start Text excerpt

Python | Substring Frequency between Uppercases

0 0 4 minutes read

Sometimes while working with Strings, we can have a problem in which we have to find substrings that occur between the uppercases and find their frequencies. This is a very unique problem and has less of applications. Let us discuss certain ways in which this task can be performed.

Method #1 : Using groupby() + regex + loop

The combination of the above functions can be used to perform this task. In this, we use groupby() to group the regex-extracted substrings. And all is compiled using loop.

Python3

# Python3 code to demonstrate working of
# Substring Frequency between Uppercases
# Using groupby() + regex + loop
 
from itertools import groupby
import re
 
# initializing string
test_str = "GeEkSForGeEkS"
 
# printing original string
print("The original string is : " + test_str)
 
# Substring Frequency between Uppercases
# Using groupby() + regex + loop
res = {}
for i, j in groupby(re.findall(r'[A-Z][a-z]*\d*', test_str)):
    res[i] = res[i] + 1 if i in res.keys() else 1
 
# printing result
print("The grouped Substring Frequency : " + str(res))

Output

The original string is : GeEkSForGeEkS
The grouped Substring Frequency : {'Ge': 2, 'Ek': 2, 'S': 2, 'For': 1}

Method #2: Using dictionary comprehension + sorted() + groupby() + regex

The combination of the above functions can be used to perform this task. In this, the task of cumulation is performed using dictionary comprehension.

end Text excerpt
start Dataset rows

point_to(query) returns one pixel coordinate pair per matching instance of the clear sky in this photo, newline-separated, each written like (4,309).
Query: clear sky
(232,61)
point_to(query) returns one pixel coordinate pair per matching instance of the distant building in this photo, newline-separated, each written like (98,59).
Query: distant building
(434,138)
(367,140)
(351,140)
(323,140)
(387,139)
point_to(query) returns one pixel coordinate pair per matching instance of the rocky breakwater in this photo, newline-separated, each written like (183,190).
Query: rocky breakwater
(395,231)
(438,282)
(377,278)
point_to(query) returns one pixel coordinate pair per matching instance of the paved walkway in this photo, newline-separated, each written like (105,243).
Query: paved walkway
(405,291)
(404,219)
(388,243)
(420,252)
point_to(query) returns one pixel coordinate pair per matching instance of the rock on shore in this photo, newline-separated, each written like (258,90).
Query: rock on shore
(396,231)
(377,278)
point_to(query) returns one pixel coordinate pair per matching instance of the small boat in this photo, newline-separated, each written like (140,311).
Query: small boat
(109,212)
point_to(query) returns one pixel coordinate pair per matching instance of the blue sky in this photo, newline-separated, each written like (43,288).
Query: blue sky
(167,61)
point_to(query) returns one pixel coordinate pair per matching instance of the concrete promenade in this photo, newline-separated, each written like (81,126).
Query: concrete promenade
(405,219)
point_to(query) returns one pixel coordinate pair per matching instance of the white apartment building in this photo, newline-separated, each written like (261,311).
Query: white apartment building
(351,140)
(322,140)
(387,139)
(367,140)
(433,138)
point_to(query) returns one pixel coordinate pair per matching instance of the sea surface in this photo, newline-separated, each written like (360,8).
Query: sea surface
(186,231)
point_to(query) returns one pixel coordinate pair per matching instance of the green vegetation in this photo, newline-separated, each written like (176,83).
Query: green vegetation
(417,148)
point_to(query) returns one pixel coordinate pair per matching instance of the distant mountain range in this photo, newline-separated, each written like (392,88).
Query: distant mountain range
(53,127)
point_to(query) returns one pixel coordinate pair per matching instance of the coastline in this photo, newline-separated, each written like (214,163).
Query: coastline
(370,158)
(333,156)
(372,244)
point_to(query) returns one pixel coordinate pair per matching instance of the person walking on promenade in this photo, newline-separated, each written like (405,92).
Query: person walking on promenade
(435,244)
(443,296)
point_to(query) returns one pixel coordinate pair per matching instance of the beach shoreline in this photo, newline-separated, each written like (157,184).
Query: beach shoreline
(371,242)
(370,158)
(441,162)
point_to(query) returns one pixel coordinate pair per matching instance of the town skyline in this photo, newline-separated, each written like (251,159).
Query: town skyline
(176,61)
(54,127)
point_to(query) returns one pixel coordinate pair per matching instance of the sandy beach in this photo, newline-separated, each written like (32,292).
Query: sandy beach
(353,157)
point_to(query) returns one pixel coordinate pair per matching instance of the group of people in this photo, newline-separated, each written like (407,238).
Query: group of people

end Dataset rows

(Work to complete)
Continue the Python tutorial on substring frequency between uppercases, starting right after its last sentence. None of the entries are needed here.

(Answer to the task)
Python3

# Python3 code to demonstrate working of
# Substring Frequency between Uppercases
# Using dictionary comprehension + sorted() + groupby() + regex
 
from itertools import groupby
import re
 
# initializing string
test_str = "GeEkSForGeEkS"
 
# printing original string
print("The original string is : " + test_str)
 
# Substring Frequency between Uppercases
# Using dictionary comprehension + sorted() + groupby() + regex
res = {i: len(list(j)) for i, j in groupby(
    sorted(re.findall(r'[A-Z][a-z]*\d*', test_str)))}
 
# printing result
print("The grouped Substring Frequency : " + str(res))

Output

The original string is : GeEkSForGeEkS
The grouped Substring Frequency : {'Ek': 2, 'For': 1, 'Ge': 2, 'S': 2}

Time Complexity: O(n)
Auxiliary Space: O(n)

Method #3 : Using isupper(),split(),list(),set(),remove(),count() methods

Approach:

Replace uppercase character with “*”+uppercase character(using isupper())
Split on * that will result in a list(using split())
Create a new list with unique strings of above list(using list(),set())
Create a dictionary with unique strings as key and its count in original list. (using count() method)

Example:

Python3

# Python3 code to demonstrate working of
# Substring Frequency between Uppercases
 
# initializing string
test_str = "GeEkSForGeEkS"
 
# printing original string
print("The original string is : " + test_str)
 
# Substring Frequency between Uppercases
res = dict()
x = ""
for i in test_str:
    if i.isupper():
        x += "*"+i
    else:
        x += i
 
y = x.split("*")
y.remove('')
 
z = list(set(y))
 
for i in z:
    res[i] = y.count(i)
 
# printing result
print("The grouped Substring Frequency : " + str(res))

Output

The original string is : GeEkSForGeEkS
The grouped Substring Frequency : {'S': 2, 'Ge': 2, 'Ek': 2, 'For': 1}

Time Complexity : O(N)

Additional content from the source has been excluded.